→ Excerpt
[Linux-cluster] Advice on Storage Hardware

David Brieck Jr. dbrieck at gmail.com
Fri Nov 11 20:38:11 UTC 2005


On 11/11/05, Michael Will <mwill at penguincomputing.com> wrote:
> I don't see why that should be a problem, thats a common solution we
> recommend to
> customers even without GFS, doing just ordinary NFS and using heartbeat,
> active/passive
> is uncritical.You can even have two NFS mounts of separate partitions
> and have an active/active
> that fails over the missing one if one of the two machines goes down.
> This means you mount one
> from one IP address and the other from the other, and the IP address
> gets migrated over.
>
> This can even be done with SCSI attached storage (4TB per enclosure, up
> to two connected to
> a 1U server), but of course the fibre attached storage (direct attached
> as well as a complete san)
> is considered more reliable and performant.
>
> Michael Will

Thanks Michael. We had a call with our hardware vendor and spoke about
the SAN solution after which they sent us a working estimate of costs
for a 7 server cluster. If we are able to use the aforementioned
storage solution in place of a fibre SAN we stand to save a
significant amount of money for an application that our IT department
just doesn't think it's necessary.

→ Directions for this task
According to the mailing list message, how much storage can one SCSI enclosure hold? The data are not needed for this work.

→ Provided material
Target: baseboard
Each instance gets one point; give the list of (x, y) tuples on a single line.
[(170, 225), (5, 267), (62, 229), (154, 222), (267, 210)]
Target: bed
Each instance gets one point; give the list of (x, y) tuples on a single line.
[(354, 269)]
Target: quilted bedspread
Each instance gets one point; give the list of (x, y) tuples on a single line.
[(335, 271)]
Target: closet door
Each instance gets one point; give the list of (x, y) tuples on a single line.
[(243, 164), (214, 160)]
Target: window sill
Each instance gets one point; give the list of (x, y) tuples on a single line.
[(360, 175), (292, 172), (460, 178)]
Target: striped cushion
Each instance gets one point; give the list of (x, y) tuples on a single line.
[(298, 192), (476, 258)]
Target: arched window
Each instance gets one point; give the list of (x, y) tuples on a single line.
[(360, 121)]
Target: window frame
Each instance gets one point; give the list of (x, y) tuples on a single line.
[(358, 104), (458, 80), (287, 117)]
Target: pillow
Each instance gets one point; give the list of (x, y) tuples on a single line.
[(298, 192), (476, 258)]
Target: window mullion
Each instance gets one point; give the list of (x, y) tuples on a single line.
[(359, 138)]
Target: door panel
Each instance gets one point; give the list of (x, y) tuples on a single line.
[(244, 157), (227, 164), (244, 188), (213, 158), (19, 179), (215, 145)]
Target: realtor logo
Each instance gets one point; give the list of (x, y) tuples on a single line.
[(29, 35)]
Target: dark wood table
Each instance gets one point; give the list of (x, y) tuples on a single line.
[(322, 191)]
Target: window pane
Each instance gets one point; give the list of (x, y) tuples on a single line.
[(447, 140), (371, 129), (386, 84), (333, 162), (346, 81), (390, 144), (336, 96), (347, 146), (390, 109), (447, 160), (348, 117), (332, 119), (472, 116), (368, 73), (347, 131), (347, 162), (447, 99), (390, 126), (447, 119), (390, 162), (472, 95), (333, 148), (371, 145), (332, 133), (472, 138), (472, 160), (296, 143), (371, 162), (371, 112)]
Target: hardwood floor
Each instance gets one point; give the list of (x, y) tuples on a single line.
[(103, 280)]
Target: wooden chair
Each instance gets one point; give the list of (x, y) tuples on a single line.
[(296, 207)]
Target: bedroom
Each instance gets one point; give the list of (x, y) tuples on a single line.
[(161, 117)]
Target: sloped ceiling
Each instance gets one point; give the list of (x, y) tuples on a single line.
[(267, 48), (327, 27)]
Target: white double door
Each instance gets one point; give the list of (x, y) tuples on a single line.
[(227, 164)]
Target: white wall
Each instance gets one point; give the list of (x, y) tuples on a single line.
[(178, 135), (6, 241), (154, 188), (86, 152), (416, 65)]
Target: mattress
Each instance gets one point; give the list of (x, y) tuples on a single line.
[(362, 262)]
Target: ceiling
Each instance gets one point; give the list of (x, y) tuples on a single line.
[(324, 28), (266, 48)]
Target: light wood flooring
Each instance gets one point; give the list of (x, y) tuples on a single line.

→ Written response
4TB per enclosure.